WHAT THIS TASK INVOLVES ::
Transcribe the listing in full, excluding any pictures.

PROVIDED MATERIAL ::
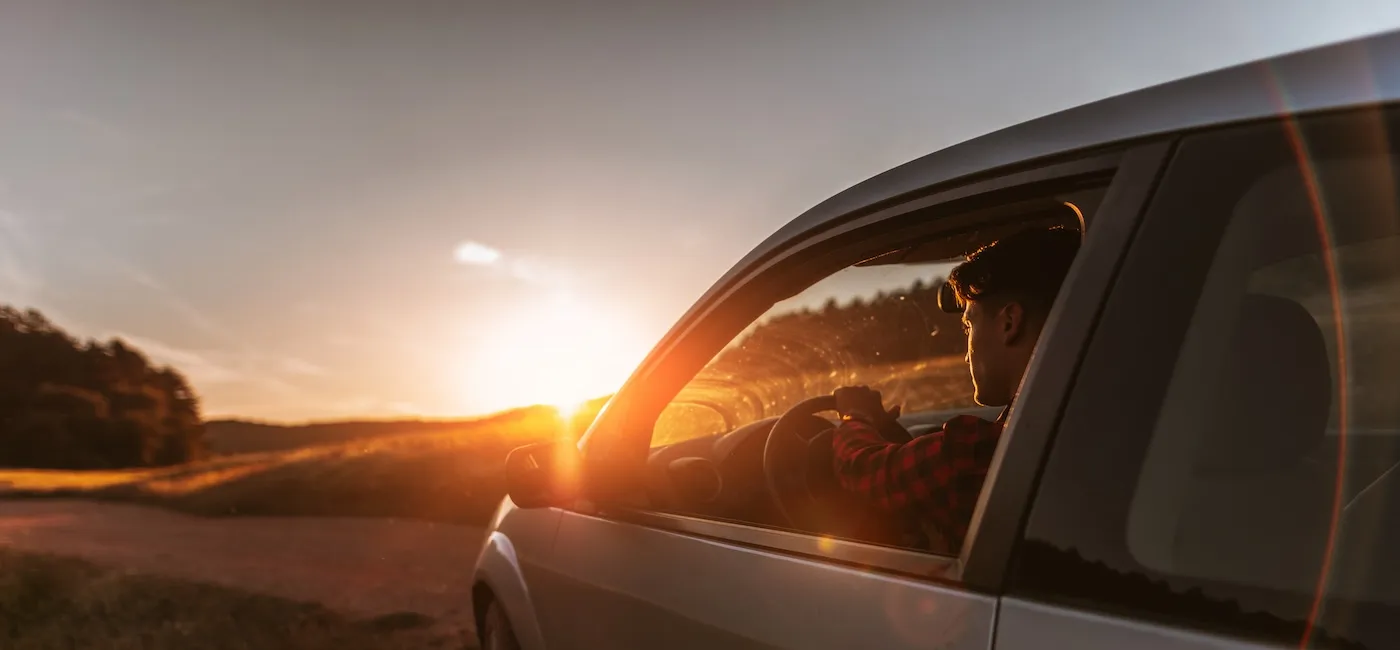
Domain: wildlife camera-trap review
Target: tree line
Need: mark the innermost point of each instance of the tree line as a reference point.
(70, 404)
(889, 328)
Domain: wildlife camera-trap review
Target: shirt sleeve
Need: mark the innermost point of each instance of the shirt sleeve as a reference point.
(923, 474)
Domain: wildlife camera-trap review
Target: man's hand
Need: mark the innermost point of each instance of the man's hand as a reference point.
(864, 404)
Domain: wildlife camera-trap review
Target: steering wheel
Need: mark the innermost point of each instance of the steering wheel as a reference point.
(798, 472)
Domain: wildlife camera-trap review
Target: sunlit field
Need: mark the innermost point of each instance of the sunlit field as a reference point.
(445, 474)
(53, 603)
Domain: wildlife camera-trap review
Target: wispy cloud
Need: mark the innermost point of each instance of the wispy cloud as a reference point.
(301, 367)
(200, 366)
(17, 279)
(517, 266)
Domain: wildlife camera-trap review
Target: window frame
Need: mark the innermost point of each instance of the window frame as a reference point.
(1133, 170)
(1133, 399)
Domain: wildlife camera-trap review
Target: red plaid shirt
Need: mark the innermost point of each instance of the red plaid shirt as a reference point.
(938, 475)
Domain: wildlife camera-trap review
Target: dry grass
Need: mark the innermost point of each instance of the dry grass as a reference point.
(59, 603)
(441, 475)
(444, 476)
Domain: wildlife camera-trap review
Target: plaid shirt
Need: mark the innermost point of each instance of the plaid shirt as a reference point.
(937, 475)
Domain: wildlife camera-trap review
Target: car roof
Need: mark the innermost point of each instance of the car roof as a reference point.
(1348, 73)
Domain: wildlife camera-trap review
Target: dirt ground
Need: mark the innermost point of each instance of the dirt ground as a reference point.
(360, 566)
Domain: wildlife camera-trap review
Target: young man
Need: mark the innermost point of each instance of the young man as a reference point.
(1005, 290)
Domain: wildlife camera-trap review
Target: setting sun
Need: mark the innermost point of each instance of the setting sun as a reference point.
(556, 350)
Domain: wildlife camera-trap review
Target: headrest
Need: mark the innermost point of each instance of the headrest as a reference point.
(1273, 392)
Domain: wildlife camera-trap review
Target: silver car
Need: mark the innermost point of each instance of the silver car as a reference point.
(1203, 451)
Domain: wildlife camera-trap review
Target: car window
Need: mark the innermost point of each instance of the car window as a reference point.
(863, 325)
(1249, 455)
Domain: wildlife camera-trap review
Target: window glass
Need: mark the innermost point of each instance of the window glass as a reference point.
(864, 325)
(1249, 460)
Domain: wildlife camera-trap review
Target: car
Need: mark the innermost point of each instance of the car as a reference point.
(1203, 451)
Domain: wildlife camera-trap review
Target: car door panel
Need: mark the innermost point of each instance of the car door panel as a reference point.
(633, 586)
(1026, 624)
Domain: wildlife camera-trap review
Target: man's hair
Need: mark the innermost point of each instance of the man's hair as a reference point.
(1026, 268)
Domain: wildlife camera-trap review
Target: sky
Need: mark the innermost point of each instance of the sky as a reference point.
(367, 209)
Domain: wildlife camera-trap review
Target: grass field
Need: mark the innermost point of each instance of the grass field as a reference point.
(58, 603)
(440, 471)
(441, 475)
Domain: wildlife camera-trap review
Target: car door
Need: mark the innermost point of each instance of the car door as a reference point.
(1227, 472)
(643, 575)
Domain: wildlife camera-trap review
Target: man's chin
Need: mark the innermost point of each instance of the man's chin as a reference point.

TASK ANSWER ::
Domain: wildlife camera-trap review
Target: tree line
Need: mark the innermost point of each instance of the tree line as a reference point.
(70, 404)
(889, 328)
Domain: wildlife camera-trap review
Target: shirt sleeve
Need: mark the innermost point of each instance of the shirt sleeve as a reference point.
(923, 474)
Domain: wildlife camera-trap review
Target: man's hand
Need: mark the innermost point of each instance of the man's hand as a reference point.
(864, 404)
Domain: wildlife camera-trap review
Target: steering wheel
Need: mark the innermost point of each instance of the steering wheel as a reference point.
(798, 472)
Domain: wildlife camera-trap review
Target: sunlit field
Need: mark the innermost point of each instance of the sunlit field as a reference point.
(445, 474)
(53, 603)
Domain: wildlife camera-trap review
Target: wispy cloud
Need: mark the innermost point of each instance of the wispy cloud as a reference point.
(301, 367)
(200, 366)
(17, 279)
(517, 266)
Domain: wildlife camera-trap review
Target: window frame
Need: mark the innermost point of each instance of the window frame as a reference point.
(1133, 170)
(1133, 399)
Domain: wildlife camera-trap review
Target: red plaid shirt
Need: mark the innermost point of each instance of the red plaid shirt as a reference point.
(938, 475)
Domain: wildlife camera-trap review
Target: dry grass
Need: mark the innermost point of each instance of the dry grass as a reference point.
(59, 603)
(441, 475)
(444, 476)
Domain: wildlife camera-trap review
Target: plaid shirt
Need: mark the innermost point of each instance of the plaid shirt as a reference point.
(937, 475)
Domain: wildlife camera-trap review
Target: car roof
Need: mark the innermost point of each instance of the car roof as a reference point.
(1348, 73)
Domain: wildlife camera-trap review
Target: dirt ground
Need: mark the innermost point of each instance of the dirt ground as a reference point.
(360, 566)
Domain: wildlife camera-trap review
Target: young man
Need: mark the innermost point of each instance of the young man as a reference point.
(1005, 290)
Domain: wildlife camera-trap review
Target: setting sun
Need: mark the innermost point of each instance of the setting sun as a reference point.
(556, 350)
Domain: wildlife camera-trap review
Target: headrest
Need: mark the innermost point of each instance of the headrest as a reference point.
(1273, 392)
Domain: wildlife camera-trap review
Target: silver car
Need: mark the innermost point of each instance of the silver car as a reference point.
(1203, 451)
Domain: wildlife camera-trap review
Target: car window
Need: mark the innermost point of each instance of the car window as a reference point.
(863, 325)
(1249, 455)
Domain: wildlife camera-trap review
Target: window glass
Need: mark the innermost point of each instance of the window glass as a reference point.
(864, 325)
(1249, 460)
Domain: wildlife camera-trap review
Target: car
Need: mark the innermost point of each instance of the car as a reference point.
(1203, 451)
Domain: wildlife camera-trap review
Target: car door panel
Need: mark the innermost point of each instance of the car door panel as a reference point.
(633, 586)
(1026, 624)
Domain: wildlife camera-trap review
Target: man's hair
Need: mark the innermost point of each instance of the man's hair as a reference point.
(1026, 268)
Domain: wildlife camera-trap review
Target: sky
Need: mark the innermost point of each instance of the sky as a reference point.
(367, 209)
Domain: wildlife camera-trap review
Target: grass field
Need: mark the innermost point of each instance of the grass field as a reference point.
(58, 603)
(440, 471)
(441, 475)
Domain: wildlife camera-trap review
Target: car door
Need: mark the innermost point of each instance of the car door as a reference point.
(1227, 472)
(643, 575)
Domain: wildlife camera-trap review
Target: man's chin
Need: mark the innermost point of each instance of the man's chin as a reference point.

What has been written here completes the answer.